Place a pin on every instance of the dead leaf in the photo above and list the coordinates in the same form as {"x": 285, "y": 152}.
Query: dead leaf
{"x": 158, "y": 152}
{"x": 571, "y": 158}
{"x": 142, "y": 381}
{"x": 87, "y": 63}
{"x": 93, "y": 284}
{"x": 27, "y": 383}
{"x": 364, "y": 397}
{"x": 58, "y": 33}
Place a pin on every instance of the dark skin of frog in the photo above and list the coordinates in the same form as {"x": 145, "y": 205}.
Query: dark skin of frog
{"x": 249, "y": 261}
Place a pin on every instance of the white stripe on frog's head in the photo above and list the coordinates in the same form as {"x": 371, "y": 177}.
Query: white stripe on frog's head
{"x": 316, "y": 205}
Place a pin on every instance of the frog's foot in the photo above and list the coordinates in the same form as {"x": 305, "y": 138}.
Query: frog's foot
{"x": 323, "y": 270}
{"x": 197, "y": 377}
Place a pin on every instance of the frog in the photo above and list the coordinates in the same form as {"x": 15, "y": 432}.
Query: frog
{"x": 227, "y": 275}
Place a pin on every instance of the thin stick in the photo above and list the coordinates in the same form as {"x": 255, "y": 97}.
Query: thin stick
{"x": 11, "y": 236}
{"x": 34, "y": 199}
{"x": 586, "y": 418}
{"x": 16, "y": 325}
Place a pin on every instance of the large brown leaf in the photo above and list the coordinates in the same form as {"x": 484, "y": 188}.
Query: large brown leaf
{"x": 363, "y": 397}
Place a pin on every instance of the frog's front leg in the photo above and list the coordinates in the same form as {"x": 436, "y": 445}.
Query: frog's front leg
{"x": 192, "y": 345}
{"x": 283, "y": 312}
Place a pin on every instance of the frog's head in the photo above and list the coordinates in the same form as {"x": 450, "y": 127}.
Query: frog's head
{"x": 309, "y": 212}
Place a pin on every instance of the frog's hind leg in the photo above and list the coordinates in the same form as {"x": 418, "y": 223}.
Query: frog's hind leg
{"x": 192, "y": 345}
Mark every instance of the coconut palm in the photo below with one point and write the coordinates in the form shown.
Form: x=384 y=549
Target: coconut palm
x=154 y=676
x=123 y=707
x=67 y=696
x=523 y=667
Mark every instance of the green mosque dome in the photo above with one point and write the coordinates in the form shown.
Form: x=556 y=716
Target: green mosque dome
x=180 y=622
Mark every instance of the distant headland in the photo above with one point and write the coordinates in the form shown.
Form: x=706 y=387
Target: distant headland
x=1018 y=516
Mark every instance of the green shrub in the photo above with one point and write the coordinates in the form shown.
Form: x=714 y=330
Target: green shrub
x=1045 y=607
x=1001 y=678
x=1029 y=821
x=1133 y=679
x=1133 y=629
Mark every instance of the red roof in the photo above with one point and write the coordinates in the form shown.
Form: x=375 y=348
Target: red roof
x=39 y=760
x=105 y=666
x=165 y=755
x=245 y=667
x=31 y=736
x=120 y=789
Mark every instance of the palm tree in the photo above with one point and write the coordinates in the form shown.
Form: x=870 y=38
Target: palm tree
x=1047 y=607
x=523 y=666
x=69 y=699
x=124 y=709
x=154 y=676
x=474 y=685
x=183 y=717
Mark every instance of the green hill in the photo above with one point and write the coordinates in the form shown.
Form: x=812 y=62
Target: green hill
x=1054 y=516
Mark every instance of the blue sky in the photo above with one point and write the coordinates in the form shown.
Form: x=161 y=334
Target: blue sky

────────────────────────────────────────

Work task: Send back all of the entries exactly, with nothing missing.

Response to this task:
Place a pin on every instance of the dead leaf in the photo above and list the coordinates in the same form as {"x": 285, "y": 152}.
Query: dead leaf
{"x": 158, "y": 152}
{"x": 571, "y": 158}
{"x": 142, "y": 381}
{"x": 87, "y": 63}
{"x": 93, "y": 284}
{"x": 27, "y": 383}
{"x": 364, "y": 397}
{"x": 58, "y": 33}
Place a pin on every instance of the dark skin of frog in the photo above and list the coordinates in the same form as {"x": 145, "y": 205}.
Query: dark skin of frog
{"x": 249, "y": 261}
Place a pin on every instance of the white stripe on frog's head in the photo above and list the coordinates in the same form as {"x": 371, "y": 177}.
Query: white stripe on frog's head
{"x": 316, "y": 205}
Place a pin on every instance of the frog's foot in the photo above and list the coordinates in the same form as {"x": 305, "y": 138}.
Query: frog's foot
{"x": 323, "y": 270}
{"x": 197, "y": 377}
Place a pin on every instance of the frog in the photo above and list the coordinates in the same form as {"x": 15, "y": 432}.
Query: frog
{"x": 227, "y": 275}
Place a pin on every instance of the thin stick in the photo above and list the coordinates in the same form as {"x": 255, "y": 97}.
Query: thin stick
{"x": 11, "y": 236}
{"x": 34, "y": 199}
{"x": 586, "y": 418}
{"x": 16, "y": 325}
Place a pin on every instance of the large brown leaf in the photo above and list the coordinates in the same form as {"x": 484, "y": 188}.
Query: large brown leaf
{"x": 363, "y": 397}
Place a pin on every instance of the frog's front leg in the photo above and list the coordinates in the same form as {"x": 436, "y": 445}.
Query: frog's front leg
{"x": 192, "y": 345}
{"x": 283, "y": 312}
Place a pin on every instance of the frog's head in the photo above and list the coordinates in the same form as {"x": 450, "y": 127}.
Query: frog's head
{"x": 309, "y": 212}
Place a pin on every instance of the frog's hind leg in the photo above and list the coordinates in the same form as {"x": 418, "y": 223}.
Query: frog's hind leg
{"x": 192, "y": 345}
Mark every instance of the coconut palm in the photo below with one point and write the coordinates in the form shown.
Form: x=384 y=549
Target: coconut palm
x=154 y=676
x=123 y=707
x=67 y=696
x=523 y=667
Mark every instance of the green mosque dome in the photo above with one point and write the coordinates in the form shown.
Form: x=556 y=716
Target: green mosque dome
x=180 y=622
Mark every instance of the distant headland in the photo above with one point and write the coordinates in the form shown.
Form: x=706 y=387
Target: distant headland
x=1018 y=516
Mark every instance of the green shrub in the photo above with one point and write the coordinates in the form shown.
Form: x=714 y=330
Target: green shrub
x=1045 y=607
x=1001 y=678
x=1029 y=821
x=1133 y=679
x=1133 y=629
Mark every instance of the red roof in the photo above with one point and write the coordinates in the form shown.
Form: x=375 y=348
Target: red roof
x=39 y=760
x=105 y=666
x=165 y=755
x=245 y=667
x=31 y=736
x=120 y=789
Mark every instance of the palm tree in the photo above with one point and write the coordinates in the form shown.
Form: x=870 y=38
Target: palm tree
x=1047 y=607
x=523 y=666
x=69 y=699
x=124 y=709
x=154 y=676
x=474 y=685
x=183 y=717
Mark every instance of the green hill in the photo above with one point and write the coordinates in the form shown.
Form: x=812 y=62
Target: green hill
x=1054 y=516
Mark every instance of the blue sky in the photo above with one point and write the coordinates in the form shown.
Form: x=161 y=334
Target: blue sky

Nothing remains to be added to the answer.